[START OF DOCUMENT TEXT]

Private, Co. B (Taylor's) , 1st Tennessee Artillery, Nov. 27, 1861 - Mar. 20, 1862
George Wesley Byrd (b. Feb. 15, 1829) was the fourth oldest son of John Wesley "Jack" Byrd (b. Jan. 1792; Washington Co. GA d. July 3, 1866; Stewart Co. TN) and Luna Louisa Brigham (b. 1797; Sullivan Co., TN. - d. Dec. 5, 1875; Stewart Co. TN). He, along with his 12 brothers and sisters (William Carrol, b. Aug. 23, 1815; Evaline Olivia, b. July 25, 1817; Thomas Brigham, b. Feb. 7, 1819; Nancy Young, b. Oct. 5, 1820; John Ashley, b. Sept. 23, 1822; Louisa Villars , b. Aug. 2, 1825; Sarah Ann, b. Aug. 8, 1827; Elizabeth Jane, b. Mar. 23, 1831; Robert Payne, b. Mar. 10, 1833; Penelope, b. Feb. 12, 1835; Riley Marion, b. Feb. 26, 1837; Rhodean, b. Sept. 23, 1839) was born along Byrd Creek, Stewart County Tennessee, in what is now Land Between The Lakes National Recreation Area (LBL), next to the Tennessee River.
George Wesley Byrd married Ann Elizabeth Harrells (b. Nov. 26, 1846; AR - d. Dec. 17, 1909; Stewart Co. TN) on March 26, 1861 in Stewart County, Tennessee. They had the following children, all born there in Stewart County: Magdalene Esther (b. June 29, 1864), Louisa Jane (b. Jan. 25, 1867), John Wesley II (b. June 19, 1871), Eugenia Eliza (b. Dec. 6, 1874), Ida Erminie (b. Mar. 28, 1878), and Robert Young (b. Aug. 2, 1880).

[END OF DOCUMENT TEXT]
[START OF SUPPLIED MATERIAL]

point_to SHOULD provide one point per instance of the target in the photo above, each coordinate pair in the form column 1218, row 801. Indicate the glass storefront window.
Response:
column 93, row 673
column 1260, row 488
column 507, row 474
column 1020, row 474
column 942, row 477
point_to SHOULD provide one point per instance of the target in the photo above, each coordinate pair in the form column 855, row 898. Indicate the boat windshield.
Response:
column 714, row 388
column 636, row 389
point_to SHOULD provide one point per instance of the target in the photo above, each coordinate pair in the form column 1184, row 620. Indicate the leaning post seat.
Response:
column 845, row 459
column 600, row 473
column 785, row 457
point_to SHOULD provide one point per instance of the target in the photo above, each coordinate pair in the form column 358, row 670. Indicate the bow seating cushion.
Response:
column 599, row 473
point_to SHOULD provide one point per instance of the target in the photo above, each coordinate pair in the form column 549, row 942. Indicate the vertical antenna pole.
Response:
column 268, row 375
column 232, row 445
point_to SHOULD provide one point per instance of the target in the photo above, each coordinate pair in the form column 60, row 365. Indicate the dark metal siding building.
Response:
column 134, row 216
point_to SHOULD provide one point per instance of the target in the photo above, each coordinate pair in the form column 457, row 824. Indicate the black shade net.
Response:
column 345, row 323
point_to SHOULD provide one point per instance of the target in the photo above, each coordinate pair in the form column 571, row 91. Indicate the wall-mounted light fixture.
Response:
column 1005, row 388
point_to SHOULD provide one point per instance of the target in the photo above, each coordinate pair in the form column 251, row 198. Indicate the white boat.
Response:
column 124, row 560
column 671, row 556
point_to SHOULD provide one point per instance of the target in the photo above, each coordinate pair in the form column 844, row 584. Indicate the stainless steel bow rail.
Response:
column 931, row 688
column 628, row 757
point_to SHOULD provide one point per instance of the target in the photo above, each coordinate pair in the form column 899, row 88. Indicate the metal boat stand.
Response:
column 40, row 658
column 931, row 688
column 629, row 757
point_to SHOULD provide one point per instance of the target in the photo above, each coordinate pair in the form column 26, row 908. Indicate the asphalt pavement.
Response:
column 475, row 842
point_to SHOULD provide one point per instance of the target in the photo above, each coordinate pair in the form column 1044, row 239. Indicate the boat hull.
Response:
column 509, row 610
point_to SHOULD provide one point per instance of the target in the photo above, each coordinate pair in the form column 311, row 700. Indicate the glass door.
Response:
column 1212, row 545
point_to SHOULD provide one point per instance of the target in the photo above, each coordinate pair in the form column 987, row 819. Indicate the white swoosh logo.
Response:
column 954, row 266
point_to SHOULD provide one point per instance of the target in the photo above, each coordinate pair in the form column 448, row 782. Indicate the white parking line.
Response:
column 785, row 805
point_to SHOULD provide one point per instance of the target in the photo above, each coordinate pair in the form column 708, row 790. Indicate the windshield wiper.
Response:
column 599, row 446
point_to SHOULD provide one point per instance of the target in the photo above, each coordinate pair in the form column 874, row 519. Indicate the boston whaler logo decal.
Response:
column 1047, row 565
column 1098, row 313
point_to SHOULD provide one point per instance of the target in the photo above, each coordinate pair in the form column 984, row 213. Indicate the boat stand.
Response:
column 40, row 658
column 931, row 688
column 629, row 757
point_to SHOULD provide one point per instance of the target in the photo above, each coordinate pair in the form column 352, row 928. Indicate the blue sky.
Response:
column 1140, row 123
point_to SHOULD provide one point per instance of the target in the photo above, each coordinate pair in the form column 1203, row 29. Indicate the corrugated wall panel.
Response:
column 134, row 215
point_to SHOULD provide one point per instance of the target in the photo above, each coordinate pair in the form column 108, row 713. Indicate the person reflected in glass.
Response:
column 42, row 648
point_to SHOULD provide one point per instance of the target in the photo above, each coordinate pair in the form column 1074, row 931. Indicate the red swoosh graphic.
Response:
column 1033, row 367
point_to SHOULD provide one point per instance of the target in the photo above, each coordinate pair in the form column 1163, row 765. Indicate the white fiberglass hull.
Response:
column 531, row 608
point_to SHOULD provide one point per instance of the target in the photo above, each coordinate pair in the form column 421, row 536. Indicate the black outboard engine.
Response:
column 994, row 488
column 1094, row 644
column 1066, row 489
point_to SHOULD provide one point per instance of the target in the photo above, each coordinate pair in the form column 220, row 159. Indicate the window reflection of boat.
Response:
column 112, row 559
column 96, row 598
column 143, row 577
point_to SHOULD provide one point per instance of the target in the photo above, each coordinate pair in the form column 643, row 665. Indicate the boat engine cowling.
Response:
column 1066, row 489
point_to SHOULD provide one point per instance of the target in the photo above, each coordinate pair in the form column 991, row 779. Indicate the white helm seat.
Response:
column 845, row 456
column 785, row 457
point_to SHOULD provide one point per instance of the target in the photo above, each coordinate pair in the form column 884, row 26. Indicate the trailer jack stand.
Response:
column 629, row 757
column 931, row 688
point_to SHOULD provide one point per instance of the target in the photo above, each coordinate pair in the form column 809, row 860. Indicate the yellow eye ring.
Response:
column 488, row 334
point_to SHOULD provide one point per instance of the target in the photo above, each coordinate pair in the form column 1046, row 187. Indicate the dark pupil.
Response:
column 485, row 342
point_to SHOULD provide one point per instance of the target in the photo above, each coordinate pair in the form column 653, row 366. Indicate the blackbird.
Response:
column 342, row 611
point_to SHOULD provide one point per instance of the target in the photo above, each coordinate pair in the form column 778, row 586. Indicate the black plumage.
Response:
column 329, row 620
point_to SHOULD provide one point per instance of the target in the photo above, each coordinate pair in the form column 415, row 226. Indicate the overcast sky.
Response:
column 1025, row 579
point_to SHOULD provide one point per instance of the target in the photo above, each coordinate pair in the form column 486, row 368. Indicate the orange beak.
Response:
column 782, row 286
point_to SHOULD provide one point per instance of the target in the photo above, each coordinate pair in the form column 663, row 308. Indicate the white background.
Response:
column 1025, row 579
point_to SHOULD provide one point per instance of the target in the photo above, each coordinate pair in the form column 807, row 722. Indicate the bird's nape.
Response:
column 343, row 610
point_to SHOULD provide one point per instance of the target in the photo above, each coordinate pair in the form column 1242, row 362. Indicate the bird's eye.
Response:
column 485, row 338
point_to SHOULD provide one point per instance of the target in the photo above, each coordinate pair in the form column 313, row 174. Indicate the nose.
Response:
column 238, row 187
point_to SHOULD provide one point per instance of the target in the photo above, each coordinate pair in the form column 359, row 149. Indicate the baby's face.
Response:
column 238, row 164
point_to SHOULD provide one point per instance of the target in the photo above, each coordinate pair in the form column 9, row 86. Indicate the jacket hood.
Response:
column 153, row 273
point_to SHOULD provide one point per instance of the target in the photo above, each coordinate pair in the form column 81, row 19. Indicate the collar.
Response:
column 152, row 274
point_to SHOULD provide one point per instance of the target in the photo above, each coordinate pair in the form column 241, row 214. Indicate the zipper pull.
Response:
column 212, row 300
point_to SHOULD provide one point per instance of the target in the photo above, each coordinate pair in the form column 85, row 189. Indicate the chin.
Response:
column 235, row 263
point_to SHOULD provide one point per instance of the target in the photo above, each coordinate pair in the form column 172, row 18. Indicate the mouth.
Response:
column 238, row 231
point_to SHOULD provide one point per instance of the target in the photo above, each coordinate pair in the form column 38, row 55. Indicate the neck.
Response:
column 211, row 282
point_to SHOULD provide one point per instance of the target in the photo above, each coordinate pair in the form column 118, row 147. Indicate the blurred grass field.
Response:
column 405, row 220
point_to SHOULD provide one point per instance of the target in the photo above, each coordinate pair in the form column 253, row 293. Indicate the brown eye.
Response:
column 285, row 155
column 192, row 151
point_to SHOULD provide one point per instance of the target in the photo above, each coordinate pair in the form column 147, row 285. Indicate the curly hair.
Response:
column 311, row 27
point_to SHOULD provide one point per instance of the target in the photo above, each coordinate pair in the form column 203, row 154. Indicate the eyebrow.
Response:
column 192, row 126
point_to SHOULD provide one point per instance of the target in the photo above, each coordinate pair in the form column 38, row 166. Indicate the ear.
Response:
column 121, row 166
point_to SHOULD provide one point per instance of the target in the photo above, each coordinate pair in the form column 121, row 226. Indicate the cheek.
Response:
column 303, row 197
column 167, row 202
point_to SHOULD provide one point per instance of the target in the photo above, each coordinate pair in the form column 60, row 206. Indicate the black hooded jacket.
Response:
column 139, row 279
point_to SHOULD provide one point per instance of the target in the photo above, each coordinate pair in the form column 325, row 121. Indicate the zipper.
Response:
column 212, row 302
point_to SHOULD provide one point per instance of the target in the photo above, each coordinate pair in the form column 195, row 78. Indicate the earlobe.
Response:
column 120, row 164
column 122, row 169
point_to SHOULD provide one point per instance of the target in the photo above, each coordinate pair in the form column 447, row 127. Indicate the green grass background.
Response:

[END OF SUPPLIED MATERIAL]

JOBS
1/ Set down the part of the Byrd biography starting with "George Wesley Byrd married" and going on through "Aug. 2, 1880).", word for word.
2/ Answer these questions from the Byrd biography:
(a) Along which creek was George Wesley Byrd born?
(b) Whom did he marry, and on what date?
(c) What birth date is given for the child Robert Young?
3/ Extend the Byrd biography with a further paragraph, beginning after its last sentence.
The records have no connection to the Byrd biography.

ANSWERS TO THE TASKS
1/
George Wesley Byrd married Ann Elizabeth Harrells (b. Nov. 26, 1846; AR - d. Dec. 17, 1909; Stewart Co. TN) on March 26, 1861 in Stewart County, Tennessee. They had the following children, all born there in Stewart County: Magdalene Esther (b. June 29, 1864), Louisa Jane (b. Jan. 25, 1867), John Wesley II (b. June 19, 1871), Eugenia Eliza (b. Dec. 6, 1874), Ida Erminie (b. Mar. 28, 1878), and Robert Young (b. Aug. 2, 1880).

2/
(a) Byrd Creek, in Stewart County, Tennessee.
(b) Ann Elizabeth Harrells, on March 26, 1861.
(c) Aug. 2, 1880.

3/
Confederate service records indicate that George Wesley Byrd, along with three of his first cousins - Albert C. Brigham, Jr., Thomas H. Bailey, and Marion M. Bailey - all enlisted together as Privates in Captain Jesse Taylor's Company B, 1st Tennessee Artillery. Both George Wesley Byrd and his cousin Albert C. Brigham, Jr. were enlisted by Lt. Stankiewicz at Fort Henry, Tennessee on Nov. 27, 1861; their cousins Thomas and Marion Bailey had enlisted earlier during the Summer of 1861. Fort Henry was located on the Tennessee River, approximately 5 miles south of George Wesley Byrd's home along Byrd Creek.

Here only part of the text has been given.